- EXERCISE SET -
1) According to the news report on the State House protest, on what grounds did Louise Spencer denounce Gov. Chris Sununu's position on the budget? Answer in one to three sentences.
2) From the news report on the State House protest, reproduce word for word the passage starting with "CONCORD — A" and going on through "support the legislation.".

- DOCUMENT SEGMENT -
▼
Protesters are seen Wednesday morning on the State House steps in Concord to oppose including abortion language in the budget bill. (PAULA TRACY PHOTO)

CONCORD — A dozen “Handmaids” protested at the New Hampshire State House on Wednesday to join with other people opposed to the addition of anti-abortion language in the proposed biennial budget.

A coalition of opponents to the language, which would make late-stage abortion illegal even in the case of rape, is now in the House- and Senate-approved budget, and the group called on Gov. Chris Sununu to veto the budget and protect a woman’s right to choose.

While Sununu has maintained he is pro-choice, he said he supports the late-stage ban and has indicated he will support the legislation.

Louise Spencer of the Concord-based Kent Street Coalition denounced Sununu’s position, saying that to sign the bill would make him the first governor in the history of the state to pass an abortion ban.

“For decades, New Hampshire has proudly supported reproductive freedom and the right to an abortion, on both sides of the aisle. Gov. Chris Sununu needs to decide if he wants to continue the Granite State’s legacy of protecting an individual’s privacy and freedom in their own medical decision making,” Spencer said.

A dozen men and women wearing red robes and white hats filed in twos to the press conference on the State House steps to join protesters holding signs opposing the budget deal.

The garb was in connection with a popular TV series, "The Handmaid’s Tale," which according to Wikipedia is an American dystopian tragedy based on the 1985 novel by Margaret Atwood that subjects fertile women called “Handmaids” to child-bearing slavery.

State Sen. Rebecca Perkins Kwoka (D-Portsmouth), now in a late stage of her own pregnancy, spoke about the sacrifices she makes every day carrying her pregnancy and asked what other decisions the legislators care to make in her life and that of her wife.

Also speaking at the press conference in opposition to the budget deal were the Rev. Allison Palm, a minister at the Unitarian Universalist Church of Nashua; Dr. Nick Perencevich, a retired surgeon; and Zandra Rice Hawkins, director of Granite State Progress.

The bill would make it a felony-level offense for doctors to perform late-stage abortions, punishable for up to seven years in prison.
▲
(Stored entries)
▼
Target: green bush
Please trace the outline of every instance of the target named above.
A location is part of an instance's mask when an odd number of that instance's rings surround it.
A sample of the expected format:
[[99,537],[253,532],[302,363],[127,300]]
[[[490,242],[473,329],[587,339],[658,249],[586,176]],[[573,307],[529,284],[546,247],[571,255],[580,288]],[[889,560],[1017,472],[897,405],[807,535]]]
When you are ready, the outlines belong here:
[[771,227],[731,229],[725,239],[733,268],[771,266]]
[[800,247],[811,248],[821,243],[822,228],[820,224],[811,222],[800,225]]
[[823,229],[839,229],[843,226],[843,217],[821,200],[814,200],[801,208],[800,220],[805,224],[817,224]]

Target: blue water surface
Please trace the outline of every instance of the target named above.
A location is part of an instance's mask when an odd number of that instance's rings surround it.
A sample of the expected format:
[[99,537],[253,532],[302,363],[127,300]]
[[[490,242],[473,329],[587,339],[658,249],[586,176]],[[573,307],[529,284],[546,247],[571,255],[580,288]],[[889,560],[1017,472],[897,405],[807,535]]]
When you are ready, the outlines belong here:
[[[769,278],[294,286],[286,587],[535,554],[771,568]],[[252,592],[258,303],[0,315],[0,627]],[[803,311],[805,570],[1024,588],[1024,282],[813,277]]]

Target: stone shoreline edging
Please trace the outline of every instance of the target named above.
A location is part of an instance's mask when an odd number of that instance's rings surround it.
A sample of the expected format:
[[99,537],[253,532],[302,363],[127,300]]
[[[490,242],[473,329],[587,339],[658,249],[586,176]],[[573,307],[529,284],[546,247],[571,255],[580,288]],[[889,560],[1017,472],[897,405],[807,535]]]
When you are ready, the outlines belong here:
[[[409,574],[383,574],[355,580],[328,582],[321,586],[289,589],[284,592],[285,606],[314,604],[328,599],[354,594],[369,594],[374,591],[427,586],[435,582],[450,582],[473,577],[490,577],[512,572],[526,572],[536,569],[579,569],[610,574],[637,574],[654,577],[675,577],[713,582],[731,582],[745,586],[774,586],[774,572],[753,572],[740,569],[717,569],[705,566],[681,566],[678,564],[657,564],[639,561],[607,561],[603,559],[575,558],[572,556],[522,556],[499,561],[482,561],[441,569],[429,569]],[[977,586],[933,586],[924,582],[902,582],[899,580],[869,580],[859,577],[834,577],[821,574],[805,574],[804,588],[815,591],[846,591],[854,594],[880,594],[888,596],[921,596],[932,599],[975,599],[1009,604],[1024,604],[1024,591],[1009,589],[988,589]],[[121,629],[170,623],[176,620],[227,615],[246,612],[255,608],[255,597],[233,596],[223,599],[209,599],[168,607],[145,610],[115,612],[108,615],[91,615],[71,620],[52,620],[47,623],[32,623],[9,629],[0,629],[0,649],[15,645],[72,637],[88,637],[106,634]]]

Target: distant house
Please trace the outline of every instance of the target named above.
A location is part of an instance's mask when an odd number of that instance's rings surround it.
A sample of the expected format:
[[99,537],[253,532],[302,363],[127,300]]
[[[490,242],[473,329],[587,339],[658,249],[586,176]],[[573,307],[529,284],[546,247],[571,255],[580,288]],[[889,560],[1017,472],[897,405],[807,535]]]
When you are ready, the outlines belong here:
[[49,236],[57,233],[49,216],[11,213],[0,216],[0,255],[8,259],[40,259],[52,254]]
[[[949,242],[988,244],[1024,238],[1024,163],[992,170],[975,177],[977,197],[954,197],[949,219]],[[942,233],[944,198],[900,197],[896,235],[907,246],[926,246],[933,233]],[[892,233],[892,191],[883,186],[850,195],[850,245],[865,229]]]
▲
- SOLUTIONS FOR EACH TASK -
1) Spencer said that signing the bill would make Sununu the first governor in the state's history to pass an abortion ban. She added that New Hampshire had supported reproductive freedom for decades on both sides of the aisle, and that Sununu needed to decide whether to continue the state's legacy of protecting individual privacy and freedom in medical decision making.

2)
CONCORD — A dozen “Handmaids” protested at the New Hampshire State House on Wednesday to join with other people opposed to the addition of anti-abortion language in the proposed biennial budget.

A coalition of opponents to the language, which would make late-stage abortion illegal even in the case of rape, is now in the House- and Senate-approved budget, and the group called on Gov. Chris Sununu to veto the budget and protect a woman’s right to choose.

While Sununu has maintained he is pro-choice, he said he supports the late-stage ban and has indicated he will support the legislation.